# WHAT TO DO
Reproduce the lines of the material below word for word, from the line containing "the white canister" through the final line, inclusive of both.

Stored data records:
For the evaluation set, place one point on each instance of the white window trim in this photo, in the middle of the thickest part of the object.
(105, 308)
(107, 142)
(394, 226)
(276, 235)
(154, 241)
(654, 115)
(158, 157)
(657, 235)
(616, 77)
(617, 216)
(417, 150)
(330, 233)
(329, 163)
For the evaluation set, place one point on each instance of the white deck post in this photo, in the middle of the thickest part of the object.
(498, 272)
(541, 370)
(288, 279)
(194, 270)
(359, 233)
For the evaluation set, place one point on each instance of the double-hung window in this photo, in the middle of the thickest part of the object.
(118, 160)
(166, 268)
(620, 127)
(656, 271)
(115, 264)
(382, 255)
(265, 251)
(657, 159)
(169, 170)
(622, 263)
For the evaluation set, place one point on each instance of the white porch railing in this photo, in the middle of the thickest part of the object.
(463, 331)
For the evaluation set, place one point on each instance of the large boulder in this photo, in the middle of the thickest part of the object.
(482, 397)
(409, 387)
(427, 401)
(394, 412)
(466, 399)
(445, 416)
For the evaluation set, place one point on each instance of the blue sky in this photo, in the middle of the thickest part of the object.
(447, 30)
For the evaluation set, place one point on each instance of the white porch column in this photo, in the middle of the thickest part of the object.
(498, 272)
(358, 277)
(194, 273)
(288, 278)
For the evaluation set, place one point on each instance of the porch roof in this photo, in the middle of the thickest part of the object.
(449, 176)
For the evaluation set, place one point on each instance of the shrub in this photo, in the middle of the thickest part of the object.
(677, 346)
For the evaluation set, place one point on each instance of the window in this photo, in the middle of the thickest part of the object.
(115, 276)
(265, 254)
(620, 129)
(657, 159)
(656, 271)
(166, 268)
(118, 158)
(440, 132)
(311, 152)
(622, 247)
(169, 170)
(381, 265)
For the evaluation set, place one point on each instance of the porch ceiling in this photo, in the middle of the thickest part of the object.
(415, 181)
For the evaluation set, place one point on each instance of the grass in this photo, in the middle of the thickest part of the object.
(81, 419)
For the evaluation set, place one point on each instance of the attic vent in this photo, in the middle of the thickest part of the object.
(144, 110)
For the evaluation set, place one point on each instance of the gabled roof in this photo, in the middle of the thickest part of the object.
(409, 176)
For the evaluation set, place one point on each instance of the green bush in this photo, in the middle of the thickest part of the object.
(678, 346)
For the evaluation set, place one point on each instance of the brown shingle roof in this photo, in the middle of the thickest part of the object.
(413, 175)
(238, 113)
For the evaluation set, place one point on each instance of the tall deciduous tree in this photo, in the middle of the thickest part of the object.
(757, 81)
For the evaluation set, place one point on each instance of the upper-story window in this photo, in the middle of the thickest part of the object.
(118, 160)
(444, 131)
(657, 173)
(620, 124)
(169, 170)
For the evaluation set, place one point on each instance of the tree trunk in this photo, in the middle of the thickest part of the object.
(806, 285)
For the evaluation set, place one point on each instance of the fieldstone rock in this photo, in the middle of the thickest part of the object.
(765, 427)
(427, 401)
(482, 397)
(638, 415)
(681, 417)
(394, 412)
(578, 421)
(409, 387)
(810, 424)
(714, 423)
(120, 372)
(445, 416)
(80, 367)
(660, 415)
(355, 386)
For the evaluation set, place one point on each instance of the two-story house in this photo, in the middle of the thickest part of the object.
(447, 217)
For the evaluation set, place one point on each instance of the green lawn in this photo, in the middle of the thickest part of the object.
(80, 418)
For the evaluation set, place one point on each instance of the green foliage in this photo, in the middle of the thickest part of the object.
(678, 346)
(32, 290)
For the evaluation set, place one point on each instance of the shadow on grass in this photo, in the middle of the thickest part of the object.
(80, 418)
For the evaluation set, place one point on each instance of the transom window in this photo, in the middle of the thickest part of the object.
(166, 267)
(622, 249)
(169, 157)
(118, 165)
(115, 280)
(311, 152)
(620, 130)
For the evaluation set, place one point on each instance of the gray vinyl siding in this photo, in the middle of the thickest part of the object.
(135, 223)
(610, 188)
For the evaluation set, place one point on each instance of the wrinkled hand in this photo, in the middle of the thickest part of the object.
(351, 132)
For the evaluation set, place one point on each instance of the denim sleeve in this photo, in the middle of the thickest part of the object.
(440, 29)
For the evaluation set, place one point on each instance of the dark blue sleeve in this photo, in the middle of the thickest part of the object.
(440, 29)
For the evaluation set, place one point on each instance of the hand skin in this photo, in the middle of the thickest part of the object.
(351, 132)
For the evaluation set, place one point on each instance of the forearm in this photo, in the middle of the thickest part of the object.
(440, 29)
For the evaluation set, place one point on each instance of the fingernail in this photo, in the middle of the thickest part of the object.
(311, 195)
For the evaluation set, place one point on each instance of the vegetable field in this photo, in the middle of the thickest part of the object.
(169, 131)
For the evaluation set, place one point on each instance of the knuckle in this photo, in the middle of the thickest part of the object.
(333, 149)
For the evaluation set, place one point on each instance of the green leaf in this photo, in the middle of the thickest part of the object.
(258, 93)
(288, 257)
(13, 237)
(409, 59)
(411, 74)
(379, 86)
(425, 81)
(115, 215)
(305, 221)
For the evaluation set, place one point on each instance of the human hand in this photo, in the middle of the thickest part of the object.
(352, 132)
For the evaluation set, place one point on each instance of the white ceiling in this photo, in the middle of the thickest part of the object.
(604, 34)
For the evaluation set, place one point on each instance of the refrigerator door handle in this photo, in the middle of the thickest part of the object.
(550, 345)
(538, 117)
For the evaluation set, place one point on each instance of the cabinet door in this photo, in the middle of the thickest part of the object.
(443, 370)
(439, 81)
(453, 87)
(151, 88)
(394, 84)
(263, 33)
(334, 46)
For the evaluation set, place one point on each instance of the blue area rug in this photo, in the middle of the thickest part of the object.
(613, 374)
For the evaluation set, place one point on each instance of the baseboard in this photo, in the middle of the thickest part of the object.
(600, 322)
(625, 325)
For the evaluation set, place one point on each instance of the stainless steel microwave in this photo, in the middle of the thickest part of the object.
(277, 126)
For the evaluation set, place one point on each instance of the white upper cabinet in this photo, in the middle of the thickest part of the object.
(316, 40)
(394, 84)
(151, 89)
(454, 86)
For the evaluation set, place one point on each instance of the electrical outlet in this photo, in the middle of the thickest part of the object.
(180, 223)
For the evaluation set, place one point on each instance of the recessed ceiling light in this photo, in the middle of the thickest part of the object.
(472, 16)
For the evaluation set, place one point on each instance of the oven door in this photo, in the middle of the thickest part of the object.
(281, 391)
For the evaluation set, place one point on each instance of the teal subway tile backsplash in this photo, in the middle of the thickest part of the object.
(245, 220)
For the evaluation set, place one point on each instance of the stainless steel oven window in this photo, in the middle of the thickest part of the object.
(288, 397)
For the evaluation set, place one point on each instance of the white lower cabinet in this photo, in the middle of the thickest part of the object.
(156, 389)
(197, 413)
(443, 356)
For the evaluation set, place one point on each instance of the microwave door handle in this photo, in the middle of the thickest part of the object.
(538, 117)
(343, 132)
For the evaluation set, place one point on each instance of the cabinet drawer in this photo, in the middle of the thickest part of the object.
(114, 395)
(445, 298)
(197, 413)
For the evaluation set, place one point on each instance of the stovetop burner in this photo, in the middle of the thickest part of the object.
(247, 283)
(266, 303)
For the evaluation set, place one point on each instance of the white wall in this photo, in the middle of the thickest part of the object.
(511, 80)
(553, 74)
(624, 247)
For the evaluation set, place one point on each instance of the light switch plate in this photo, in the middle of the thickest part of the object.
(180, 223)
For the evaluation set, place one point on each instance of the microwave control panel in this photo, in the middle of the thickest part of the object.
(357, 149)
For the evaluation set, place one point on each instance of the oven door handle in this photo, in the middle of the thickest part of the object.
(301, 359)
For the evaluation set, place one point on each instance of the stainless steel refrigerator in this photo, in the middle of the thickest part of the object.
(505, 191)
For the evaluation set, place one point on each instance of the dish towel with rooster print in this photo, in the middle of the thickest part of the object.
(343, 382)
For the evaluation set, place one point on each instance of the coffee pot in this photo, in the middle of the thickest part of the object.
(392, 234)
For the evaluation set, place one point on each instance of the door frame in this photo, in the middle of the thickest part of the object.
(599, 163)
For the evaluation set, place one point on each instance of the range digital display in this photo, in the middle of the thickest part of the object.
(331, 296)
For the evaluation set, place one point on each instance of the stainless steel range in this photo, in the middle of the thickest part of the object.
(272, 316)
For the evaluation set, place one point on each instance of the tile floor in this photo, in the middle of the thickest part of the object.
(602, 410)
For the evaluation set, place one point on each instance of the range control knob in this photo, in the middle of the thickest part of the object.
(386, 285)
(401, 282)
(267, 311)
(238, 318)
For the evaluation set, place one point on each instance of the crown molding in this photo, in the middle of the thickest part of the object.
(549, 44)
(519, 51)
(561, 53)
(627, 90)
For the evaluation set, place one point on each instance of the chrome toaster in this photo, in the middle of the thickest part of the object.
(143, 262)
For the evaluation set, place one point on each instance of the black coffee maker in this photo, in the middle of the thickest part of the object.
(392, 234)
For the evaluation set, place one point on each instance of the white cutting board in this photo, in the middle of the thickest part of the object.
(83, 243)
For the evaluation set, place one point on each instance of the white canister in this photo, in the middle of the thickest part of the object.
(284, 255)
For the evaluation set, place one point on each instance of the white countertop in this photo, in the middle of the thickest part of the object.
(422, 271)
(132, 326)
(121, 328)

# TASK OUTPUT
For the evaluation set, place one point on each instance of the white canister in this photo, in the middle of the thickest part of the object.
(284, 255)
For the evaluation set, place one point on each instance of the white countertop in this photo, in the middle of the thickest part of the object.
(422, 271)
(132, 326)
(121, 328)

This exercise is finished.